─── Records for processing ───
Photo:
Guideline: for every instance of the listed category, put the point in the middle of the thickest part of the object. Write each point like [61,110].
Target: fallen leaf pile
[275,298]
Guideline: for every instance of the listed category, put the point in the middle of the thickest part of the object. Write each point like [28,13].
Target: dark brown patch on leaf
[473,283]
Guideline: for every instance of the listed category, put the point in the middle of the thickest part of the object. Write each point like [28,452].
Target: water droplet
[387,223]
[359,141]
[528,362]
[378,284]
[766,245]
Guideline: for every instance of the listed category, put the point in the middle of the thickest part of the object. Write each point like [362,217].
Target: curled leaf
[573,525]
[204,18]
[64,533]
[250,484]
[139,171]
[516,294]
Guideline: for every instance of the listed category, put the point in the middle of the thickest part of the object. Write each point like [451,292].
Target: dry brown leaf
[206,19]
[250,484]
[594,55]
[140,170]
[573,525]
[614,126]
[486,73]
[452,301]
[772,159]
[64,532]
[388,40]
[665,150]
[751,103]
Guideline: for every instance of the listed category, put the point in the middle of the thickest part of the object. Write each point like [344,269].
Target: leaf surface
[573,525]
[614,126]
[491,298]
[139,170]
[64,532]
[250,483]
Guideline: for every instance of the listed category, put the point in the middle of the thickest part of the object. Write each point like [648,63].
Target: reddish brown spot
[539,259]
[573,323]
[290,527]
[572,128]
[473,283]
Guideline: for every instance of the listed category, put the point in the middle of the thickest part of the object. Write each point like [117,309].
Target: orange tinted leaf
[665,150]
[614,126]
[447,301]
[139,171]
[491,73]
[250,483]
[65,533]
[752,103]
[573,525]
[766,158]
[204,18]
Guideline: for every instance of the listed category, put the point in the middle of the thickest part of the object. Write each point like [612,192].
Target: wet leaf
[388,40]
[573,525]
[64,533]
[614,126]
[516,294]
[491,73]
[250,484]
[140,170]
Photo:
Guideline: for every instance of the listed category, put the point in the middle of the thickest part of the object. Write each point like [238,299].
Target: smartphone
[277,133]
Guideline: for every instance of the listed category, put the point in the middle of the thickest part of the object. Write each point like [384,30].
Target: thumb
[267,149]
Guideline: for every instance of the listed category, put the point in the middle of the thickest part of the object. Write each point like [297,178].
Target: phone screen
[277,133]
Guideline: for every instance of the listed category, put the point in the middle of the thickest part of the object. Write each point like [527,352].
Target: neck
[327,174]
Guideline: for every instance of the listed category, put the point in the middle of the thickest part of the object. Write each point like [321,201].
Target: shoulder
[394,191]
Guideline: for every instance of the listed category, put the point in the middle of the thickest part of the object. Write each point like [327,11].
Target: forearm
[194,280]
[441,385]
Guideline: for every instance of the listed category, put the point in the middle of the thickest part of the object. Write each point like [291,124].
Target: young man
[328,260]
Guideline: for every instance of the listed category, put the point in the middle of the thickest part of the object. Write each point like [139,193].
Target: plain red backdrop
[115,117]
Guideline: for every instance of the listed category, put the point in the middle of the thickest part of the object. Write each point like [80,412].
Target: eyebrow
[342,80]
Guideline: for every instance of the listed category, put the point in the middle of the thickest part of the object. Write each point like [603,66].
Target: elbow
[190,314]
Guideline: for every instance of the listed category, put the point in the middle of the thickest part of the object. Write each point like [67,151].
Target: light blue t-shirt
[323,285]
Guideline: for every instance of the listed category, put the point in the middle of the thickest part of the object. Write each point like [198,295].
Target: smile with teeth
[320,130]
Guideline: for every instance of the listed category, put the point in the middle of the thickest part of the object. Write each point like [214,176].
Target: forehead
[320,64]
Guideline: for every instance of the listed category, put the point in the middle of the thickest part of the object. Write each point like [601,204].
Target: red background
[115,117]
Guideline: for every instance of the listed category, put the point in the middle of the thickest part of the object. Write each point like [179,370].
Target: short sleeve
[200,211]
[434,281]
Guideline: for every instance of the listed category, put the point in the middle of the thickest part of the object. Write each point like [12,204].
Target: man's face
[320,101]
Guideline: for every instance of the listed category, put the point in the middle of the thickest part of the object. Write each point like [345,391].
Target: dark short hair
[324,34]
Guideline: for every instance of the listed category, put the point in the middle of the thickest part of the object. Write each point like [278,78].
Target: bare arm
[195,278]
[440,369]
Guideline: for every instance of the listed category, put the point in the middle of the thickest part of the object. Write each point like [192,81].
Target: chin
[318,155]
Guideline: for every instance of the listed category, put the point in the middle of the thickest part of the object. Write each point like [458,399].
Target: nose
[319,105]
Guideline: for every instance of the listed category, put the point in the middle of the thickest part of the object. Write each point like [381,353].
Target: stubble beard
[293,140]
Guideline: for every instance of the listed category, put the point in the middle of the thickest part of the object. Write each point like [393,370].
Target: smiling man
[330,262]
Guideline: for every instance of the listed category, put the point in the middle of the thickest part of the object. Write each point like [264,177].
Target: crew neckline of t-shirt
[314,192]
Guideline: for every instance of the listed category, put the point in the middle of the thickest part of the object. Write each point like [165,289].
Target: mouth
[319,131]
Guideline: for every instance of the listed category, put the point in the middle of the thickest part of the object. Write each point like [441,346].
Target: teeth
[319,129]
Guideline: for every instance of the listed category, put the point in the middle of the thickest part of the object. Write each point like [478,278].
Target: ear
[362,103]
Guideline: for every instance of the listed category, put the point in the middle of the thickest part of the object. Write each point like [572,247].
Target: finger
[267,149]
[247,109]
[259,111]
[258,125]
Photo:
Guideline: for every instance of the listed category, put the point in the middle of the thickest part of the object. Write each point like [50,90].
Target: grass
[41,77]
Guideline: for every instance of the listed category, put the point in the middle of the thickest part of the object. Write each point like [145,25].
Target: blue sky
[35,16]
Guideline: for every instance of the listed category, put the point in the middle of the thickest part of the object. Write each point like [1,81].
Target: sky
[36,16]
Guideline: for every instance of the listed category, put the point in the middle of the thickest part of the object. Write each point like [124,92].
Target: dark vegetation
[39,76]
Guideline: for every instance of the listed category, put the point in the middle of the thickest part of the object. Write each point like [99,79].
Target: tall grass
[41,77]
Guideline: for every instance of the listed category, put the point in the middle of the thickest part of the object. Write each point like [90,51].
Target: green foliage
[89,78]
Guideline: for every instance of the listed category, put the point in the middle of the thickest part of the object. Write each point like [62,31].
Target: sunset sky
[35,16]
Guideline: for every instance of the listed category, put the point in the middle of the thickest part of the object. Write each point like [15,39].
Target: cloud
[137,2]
───
Brief ▸
Transcribe the records above exactly as they appear.

The reply ▸
Photo:
Guideline: for every instance of the listed category, put the point in the middle of the thickest part of the object. Write each point like [61,110].
Target: fallen leaf pile
[275,298]
Guideline: for every instance of the listed category, put the point in the middle of the thickest part of the object. Write each point like [28,13].
Target: dark brown patch on leaf
[473,283]
Guideline: for every instance of the listed category, put the point in the middle of the thickest part of the object. Write each point like [28,452].
Target: water droplet
[387,223]
[359,141]
[528,362]
[378,284]
[766,245]
Guideline: for every instance of the listed category, put the point in the middle of the thickest part of the object. Write each point like [362,217].
Target: curled leaf
[573,525]
[204,18]
[64,533]
[250,484]
[139,171]
[516,294]
Guideline: for every instance of the listed category, put the point in the middle of the thickest part of the object. Write each point like [451,292].
Target: dry brown leaf
[206,19]
[250,484]
[594,55]
[140,170]
[573,525]
[614,126]
[486,73]
[452,301]
[772,159]
[64,532]
[388,40]
[665,150]
[751,103]
Guideline: for every instance of the listed category, put the point in the middle of the thickest part of the object. Write each point like [344,269].
Target: leaf surface
[573,525]
[614,126]
[491,298]
[139,170]
[64,532]
[250,483]
Guideline: for every instance of the listed category, put the point in the middle of the thickest part of the object. Write each point like [648,63].
Target: reddish brown spot
[539,259]
[573,323]
[290,527]
[572,128]
[473,283]
Guideline: for every instance of the listed category, put the point in the middle of the thickest part of the object. Write each point like [117,309].
Target: orange tinted leaf
[665,150]
[614,126]
[447,301]
[139,171]
[491,73]
[250,483]
[65,533]
[752,103]
[573,525]
[766,158]
[204,18]
Guideline: for every instance of the listed category, put the point in the middle of the thickest part of the object. Write each point like [612,192].
Target: wet leaf
[388,40]
[573,525]
[64,533]
[614,126]
[516,294]
[491,73]
[250,484]
[140,170]
Photo:
Guideline: for every instance of the listed category, put the point in the middle of the thickest part of the object. Write each point like [238,299].
Target: smartphone
[277,133]
Guideline: for every instance of the listed category, put the point in the middle of the thickest part of the object. Write each point like [384,30].
Target: thumb
[267,149]
Guideline: for every instance of the listed category, put the point in the middle of the thickest part of the object. Write each point like [297,178].
Target: phone screen
[277,133]
Guideline: for every instance of the listed category, put the point in the middle of the thickest part of the object. Write each point like [527,352].
Target: neck
[327,174]
Guideline: for every instance of the listed category, put the point in the middle of the thickest part of the object. Write each point like [321,201].
Target: shoulder
[394,191]
Guideline: for every instance of the listed category, put the point in the middle of the thickest part of the object. Write each point like [327,11].
Target: forearm
[194,280]
[441,385]
Guideline: for every instance of the listed category, put the point in the middle of the thickest part of the object. Write each point like [291,124].
Target: young man
[328,260]
Guideline: for every instance of the listed category, put the point in the middle of the thickest part of the object. Write each point like [139,193].
Target: plain red backdrop
[115,117]
Guideline: for every instance of the listed category, put the point in the middle of the thickest part of the object. Write each point like [80,412].
Target: eyebrow
[342,80]
Guideline: for every instance of the listed category, put the point in the middle of the thickest part of the object. Write each point like [603,66].
Target: elbow
[190,314]
Guideline: for every instance of the listed category, put the point in the middle of the thickest part of the object. Write each point like [67,151].
Target: light blue t-shirt
[323,285]
Guideline: for every instance of the listed category, put the point in the middle of the thickest part of the object. Write each point like [198,295].
Target: smile with teeth
[320,130]
Guideline: for every instance of the listed category, put the point in the middle of the thickest part of the object. Write each point like [214,176].
Target: forehead
[320,64]
Guideline: for every instance of the listed category, put the point in the middle of the thickest part of the object. Write each point like [601,204].
Target: red background
[115,117]
Guideline: for every instance of the listed category, put the point in the middle of the thickest part of the object. Write each point like [179,370].
Target: short sleeve
[200,211]
[434,281]
Guideline: for every instance of the listed category, put the point in the middle of the thickest part of the object. Write each point like [12,204].
Target: man's face
[320,101]
Guideline: for every instance of the listed category, put the point in the middle of the thickest part of the object. Write each point like [345,391].
Target: dark short hair
[324,34]
Guideline: for every instance of the listed category, put the point in the middle of the thickest part of the object. Write each point like [278,78].
Target: bare arm
[195,278]
[440,369]
Guideline: for every instance of the listed category, put the point in the middle of the thickest part of the object. Write each point like [192,81].
Target: chin
[318,155]
Guideline: for every instance of the listed category, put the point in the middle of the thickest part of the object. Write each point like [458,399].
Target: nose
[319,105]
Guideline: for every instance of the listed category, put the point in the middle of the thickest part of the object. Write each point like [381,353].
Target: stubble beard
[293,140]
Guideline: for every instance of the listed category, put the point in the middle of the thickest part of the object. Write each point like [393,370].
Target: smiling man
[330,262]
Guideline: for every instance of the listed category, put the point in the middle of the thickest part of the object. Write each point like [264,177].
Target: crew neckline of t-shirt
[314,192]
Guideline: for every instance of the listed category, put the point in the middle of the thickest part of the object. Write each point like [165,289].
Target: mouth
[319,131]
Guideline: for every instance of the listed category, put the point in the middle of the thickest part of the object. Write each point like [441,346].
Target: teeth
[319,129]
Guideline: for every instance of the listed category, put the point in the middle of the thickest part of the object. Write each point like [478,278].
Target: ear
[362,103]
Guideline: for every instance of the listed category, put the point in the middle of the thickest part of the object. Write each point like [572,247].
Target: finger
[267,149]
[247,109]
[259,111]
[258,125]
Photo:
Guideline: for every instance of the listed category, put the point in the middle of the thickest part of the object. Write each point like [50,90].
Target: grass
[41,77]
Guideline: for every instance of the listed category, put the point in the middle of the thickest part of the object. Write each point like [145,25].
Target: blue sky
[35,16]
Guideline: for every instance of the listed category, put the point in the middle of the thickest part of the object. Write each point like [1,81].
Target: sky
[36,16]
Guideline: for every instance of the listed category, put the point in the middle of the thickest part of the object. Write each point like [124,92].
Target: dark vegetation
[39,76]
Guideline: for every instance of the listed category, put the point in the middle of the thickest part of the object. Write each point like [99,79].
Target: tall grass
[41,77]
Guideline: for every instance of the listed category, put the point in the middle of the thickest part of the object. Write each point like [90,51].
Target: green foliage
[89,78]
Guideline: for every instance of the listed category, put the point in the middle of the thickest part of the object. Write each point like [62,31].
Target: sunset sky
[35,16]
Guideline: for every instance of the listed category, put the point in the middle of the thickest part of the object. Write each point like [15,39].
Target: cloud
[137,2]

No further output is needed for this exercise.